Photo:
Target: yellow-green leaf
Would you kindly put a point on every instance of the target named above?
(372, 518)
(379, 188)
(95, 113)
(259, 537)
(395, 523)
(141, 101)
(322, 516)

—————

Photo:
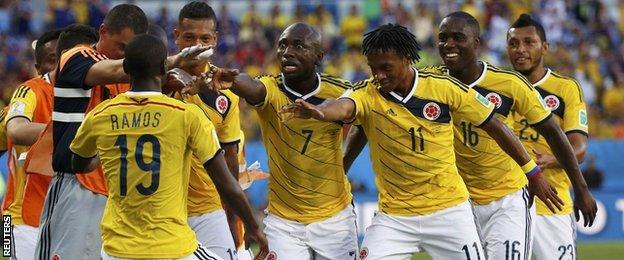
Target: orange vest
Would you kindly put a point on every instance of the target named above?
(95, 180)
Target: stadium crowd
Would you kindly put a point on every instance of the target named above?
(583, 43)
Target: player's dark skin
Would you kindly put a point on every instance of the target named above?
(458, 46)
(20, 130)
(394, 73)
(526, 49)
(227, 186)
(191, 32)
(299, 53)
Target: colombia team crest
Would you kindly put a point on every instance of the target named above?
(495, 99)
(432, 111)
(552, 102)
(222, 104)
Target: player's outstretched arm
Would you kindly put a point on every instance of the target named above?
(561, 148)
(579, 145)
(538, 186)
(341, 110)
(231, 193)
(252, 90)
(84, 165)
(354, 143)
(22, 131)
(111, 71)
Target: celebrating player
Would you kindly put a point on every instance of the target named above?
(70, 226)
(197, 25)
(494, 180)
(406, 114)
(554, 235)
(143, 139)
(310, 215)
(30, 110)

—————

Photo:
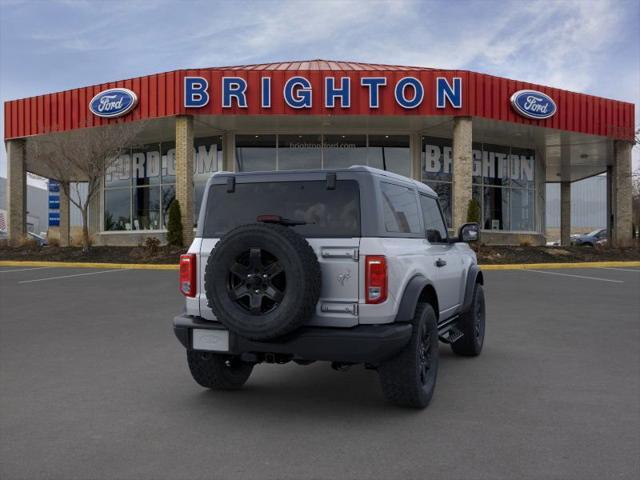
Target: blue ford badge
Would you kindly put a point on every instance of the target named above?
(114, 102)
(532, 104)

—————

Given task:
Pick out each line in the rows above that contains the word "player", and copy those lines in order.

Output for this task:
Target: player's dark skin
Target: player's outstretched arm
Target: celebrating player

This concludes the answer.